** Opdracht **
Schrijf de tekst over het klimaatschadefonds hieronder woord voor woord over, van de eerste tot de laatste zin.

** Te lezen tekst **
----------

Deze voetnoot leidde echter wel tot een doorbraak in de klimaatonderhandelingen, met de oprichting van een klimaatschadefonds voor kwetsbare landen tot gevolg. Wel is er nog veel onzekerheid, want de details van het fonds moeten komend jaar nog worden uitgewerkt. Voor wie is het fonds? Wie betaalt er mee? Hoeveel geld komt er in het fonds? En zijn dit alleen giften, of ook leningen? Ondanks dat er nog veel vragen zijn, is het besluit op zich een belangrijke stap voor het herstel van vertrouwen van klimaatkwetsbare landen in de internationale klimaatonderhandelingen. De roep van deze landen om klimaatrechtvaardigheid is eindelijk gehoord.

Fot0: Georgina Goodwin/CARE

Financiële toezeggingen voor klimaatschade

Tijdens de klimaattop werden al een aantal vrijwillige toezeggingen gedaan door rijke landen voor financiering van klimaatschade, maar nog niet voor het klimaatschadefonds dat pas aan het eind van de top is afgesproken. Frans Timmermans maakte bekend dat ook de EU 60 miljoen euro mobiliseert voor klimaatschade. “Laten we verlies en schade nú gaan financieren, via bestaande structuren”, zei Timmermans. Het lijkt er echter op dat dit geen nieuw en additioneel geld is, maar onderdeel is van eerder toegezegde klimaatgelden.

----------

** Materiaal **

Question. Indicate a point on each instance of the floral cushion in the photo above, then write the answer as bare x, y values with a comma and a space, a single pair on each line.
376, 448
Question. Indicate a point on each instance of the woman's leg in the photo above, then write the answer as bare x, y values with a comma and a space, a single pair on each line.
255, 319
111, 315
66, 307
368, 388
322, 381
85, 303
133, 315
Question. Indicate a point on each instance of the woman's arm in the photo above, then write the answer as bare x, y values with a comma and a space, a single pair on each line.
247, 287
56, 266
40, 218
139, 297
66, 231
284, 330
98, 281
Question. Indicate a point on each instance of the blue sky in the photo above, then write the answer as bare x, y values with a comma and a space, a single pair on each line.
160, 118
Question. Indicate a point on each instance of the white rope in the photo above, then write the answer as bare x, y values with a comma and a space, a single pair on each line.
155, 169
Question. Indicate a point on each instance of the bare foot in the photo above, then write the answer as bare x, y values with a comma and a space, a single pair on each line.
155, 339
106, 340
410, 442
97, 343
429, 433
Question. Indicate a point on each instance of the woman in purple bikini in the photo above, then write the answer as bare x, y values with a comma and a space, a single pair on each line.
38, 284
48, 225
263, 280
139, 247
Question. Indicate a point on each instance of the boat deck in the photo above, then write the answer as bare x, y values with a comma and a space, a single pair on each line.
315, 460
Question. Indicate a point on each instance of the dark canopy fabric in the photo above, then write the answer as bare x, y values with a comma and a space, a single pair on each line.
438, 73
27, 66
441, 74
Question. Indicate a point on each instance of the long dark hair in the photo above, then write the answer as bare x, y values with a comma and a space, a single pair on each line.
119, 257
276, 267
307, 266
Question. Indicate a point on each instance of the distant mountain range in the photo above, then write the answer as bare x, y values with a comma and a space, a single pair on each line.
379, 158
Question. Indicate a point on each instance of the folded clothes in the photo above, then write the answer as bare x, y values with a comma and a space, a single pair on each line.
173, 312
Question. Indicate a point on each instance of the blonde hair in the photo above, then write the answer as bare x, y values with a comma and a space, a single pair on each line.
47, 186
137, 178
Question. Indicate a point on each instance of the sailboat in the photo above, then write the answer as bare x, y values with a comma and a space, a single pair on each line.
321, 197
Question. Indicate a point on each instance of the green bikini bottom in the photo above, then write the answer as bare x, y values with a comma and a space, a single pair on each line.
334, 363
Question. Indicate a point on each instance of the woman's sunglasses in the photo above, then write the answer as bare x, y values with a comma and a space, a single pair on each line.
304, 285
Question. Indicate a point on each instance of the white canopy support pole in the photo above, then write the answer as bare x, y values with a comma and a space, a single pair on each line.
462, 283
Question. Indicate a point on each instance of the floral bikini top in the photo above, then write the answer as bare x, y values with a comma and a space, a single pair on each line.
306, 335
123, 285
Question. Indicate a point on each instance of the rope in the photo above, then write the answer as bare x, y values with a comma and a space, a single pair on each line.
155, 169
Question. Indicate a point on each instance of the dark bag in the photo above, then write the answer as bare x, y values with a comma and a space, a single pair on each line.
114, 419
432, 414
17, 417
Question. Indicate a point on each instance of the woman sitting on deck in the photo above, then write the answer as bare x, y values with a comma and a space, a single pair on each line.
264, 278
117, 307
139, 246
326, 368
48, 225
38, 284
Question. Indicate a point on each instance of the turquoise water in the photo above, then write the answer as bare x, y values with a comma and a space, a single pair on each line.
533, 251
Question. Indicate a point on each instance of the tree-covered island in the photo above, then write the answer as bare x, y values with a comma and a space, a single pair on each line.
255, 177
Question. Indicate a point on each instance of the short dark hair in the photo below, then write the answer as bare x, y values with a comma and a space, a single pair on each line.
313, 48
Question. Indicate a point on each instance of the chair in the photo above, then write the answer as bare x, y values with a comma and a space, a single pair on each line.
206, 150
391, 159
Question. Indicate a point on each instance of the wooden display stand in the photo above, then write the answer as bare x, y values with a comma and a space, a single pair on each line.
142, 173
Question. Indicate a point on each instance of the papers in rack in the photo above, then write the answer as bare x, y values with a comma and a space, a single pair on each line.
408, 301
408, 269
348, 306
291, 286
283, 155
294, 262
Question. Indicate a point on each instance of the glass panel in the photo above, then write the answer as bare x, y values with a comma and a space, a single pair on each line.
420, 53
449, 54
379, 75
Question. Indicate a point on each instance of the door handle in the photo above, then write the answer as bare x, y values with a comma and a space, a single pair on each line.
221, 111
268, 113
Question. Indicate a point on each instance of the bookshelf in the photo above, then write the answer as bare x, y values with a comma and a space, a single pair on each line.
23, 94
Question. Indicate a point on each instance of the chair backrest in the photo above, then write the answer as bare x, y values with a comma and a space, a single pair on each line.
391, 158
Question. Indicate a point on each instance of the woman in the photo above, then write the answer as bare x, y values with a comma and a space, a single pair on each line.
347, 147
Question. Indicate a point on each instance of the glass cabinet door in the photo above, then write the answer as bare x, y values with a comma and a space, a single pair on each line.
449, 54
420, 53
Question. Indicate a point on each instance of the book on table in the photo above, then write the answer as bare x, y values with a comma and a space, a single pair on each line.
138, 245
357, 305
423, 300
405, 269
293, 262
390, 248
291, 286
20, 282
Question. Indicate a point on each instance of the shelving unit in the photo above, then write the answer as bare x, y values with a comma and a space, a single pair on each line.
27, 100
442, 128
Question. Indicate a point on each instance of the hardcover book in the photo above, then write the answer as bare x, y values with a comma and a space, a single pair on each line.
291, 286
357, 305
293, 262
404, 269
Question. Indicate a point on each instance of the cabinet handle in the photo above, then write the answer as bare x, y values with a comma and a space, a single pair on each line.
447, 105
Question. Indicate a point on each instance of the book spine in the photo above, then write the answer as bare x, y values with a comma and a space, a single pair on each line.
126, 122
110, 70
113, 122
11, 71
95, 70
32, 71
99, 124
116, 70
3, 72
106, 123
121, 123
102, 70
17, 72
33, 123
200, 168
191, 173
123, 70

----------

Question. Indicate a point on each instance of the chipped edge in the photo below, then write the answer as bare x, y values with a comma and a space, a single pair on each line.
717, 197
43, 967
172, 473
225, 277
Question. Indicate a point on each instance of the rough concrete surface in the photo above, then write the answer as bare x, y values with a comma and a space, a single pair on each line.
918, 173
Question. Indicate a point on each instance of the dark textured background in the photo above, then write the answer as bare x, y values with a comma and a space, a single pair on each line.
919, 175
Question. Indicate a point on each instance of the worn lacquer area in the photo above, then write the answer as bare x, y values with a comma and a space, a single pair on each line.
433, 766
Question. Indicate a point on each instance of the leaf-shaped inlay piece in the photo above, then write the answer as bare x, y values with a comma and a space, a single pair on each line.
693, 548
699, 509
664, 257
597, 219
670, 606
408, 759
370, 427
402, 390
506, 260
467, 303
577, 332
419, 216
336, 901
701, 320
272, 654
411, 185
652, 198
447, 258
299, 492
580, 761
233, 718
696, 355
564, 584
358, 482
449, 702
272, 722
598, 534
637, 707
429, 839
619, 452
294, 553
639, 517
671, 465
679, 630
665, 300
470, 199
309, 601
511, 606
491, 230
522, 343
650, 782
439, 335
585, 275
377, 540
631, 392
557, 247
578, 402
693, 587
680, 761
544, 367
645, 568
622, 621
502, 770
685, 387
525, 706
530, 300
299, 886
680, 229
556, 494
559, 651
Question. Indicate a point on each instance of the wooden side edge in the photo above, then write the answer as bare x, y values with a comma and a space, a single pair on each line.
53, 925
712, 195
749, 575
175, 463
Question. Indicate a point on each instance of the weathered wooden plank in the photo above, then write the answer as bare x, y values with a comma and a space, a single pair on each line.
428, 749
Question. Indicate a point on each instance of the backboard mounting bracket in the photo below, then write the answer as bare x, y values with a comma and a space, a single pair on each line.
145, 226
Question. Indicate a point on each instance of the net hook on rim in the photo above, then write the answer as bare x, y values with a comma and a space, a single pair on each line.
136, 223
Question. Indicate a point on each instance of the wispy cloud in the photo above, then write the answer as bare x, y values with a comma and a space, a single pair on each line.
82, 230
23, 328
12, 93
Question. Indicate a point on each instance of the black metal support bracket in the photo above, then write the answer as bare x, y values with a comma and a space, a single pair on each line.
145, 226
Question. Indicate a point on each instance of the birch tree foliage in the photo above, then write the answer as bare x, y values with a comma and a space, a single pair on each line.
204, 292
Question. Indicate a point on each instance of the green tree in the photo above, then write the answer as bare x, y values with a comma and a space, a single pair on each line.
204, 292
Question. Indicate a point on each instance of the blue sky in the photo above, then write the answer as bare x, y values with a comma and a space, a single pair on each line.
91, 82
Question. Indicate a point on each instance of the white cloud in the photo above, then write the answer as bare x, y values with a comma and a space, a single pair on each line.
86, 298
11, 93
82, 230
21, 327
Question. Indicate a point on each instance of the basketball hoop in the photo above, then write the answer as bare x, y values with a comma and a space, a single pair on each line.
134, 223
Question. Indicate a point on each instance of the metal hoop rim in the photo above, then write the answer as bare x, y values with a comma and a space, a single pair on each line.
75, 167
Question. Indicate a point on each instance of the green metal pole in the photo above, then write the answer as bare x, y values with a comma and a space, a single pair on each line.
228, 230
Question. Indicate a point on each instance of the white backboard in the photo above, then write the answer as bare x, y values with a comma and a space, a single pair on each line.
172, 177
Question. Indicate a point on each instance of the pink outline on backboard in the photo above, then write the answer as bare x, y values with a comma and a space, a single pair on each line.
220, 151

----------

** Resultaat **
Deze voetnoot leidde echter wel tot een doorbraak in de klimaatonderhandelingen, met de oprichting van een klimaatschadefonds voor kwetsbare landen tot gevolg. Wel is er nog veel onzekerheid, want de details van het fonds moeten komend jaar nog worden uitgewerkt. Voor wie is het fonds? Wie betaalt er mee? Hoeveel geld komt er in het fonds? En zijn dit alleen giften, of ook leningen? Ondanks dat er nog veel vragen zijn, is het besluit op zich een belangrijke stap voor het herstel van vertrouwen van klimaatkwetsbare landen in de internationale klimaatonderhandelingen. De roep van deze landen om klimaatrechtvaardigheid is eindelijk gehoord.

Fot0: Georgina Goodwin/CARE

Financiële toezeggingen voor klimaatschade

Tijdens de klimaattop werden al een aantal vrijwillige toezeggingen gedaan door rijke landen voor financiering van klimaatschade, maar nog niet voor het klimaatschadefonds dat pas aan het eind van de top is afgesproken. Frans Timmermans maakte bekend dat ook de EU 60 miljoen euro mobiliseert voor klimaatschade. “Laten we verlies en schade nú gaan financieren, via bestaande structuren”, zei Timmermans. Het lijkt er echter op dat dit geen nieuw en additioneel geld is, maar onderdeel is van eerder toegezegde klimaatgelden.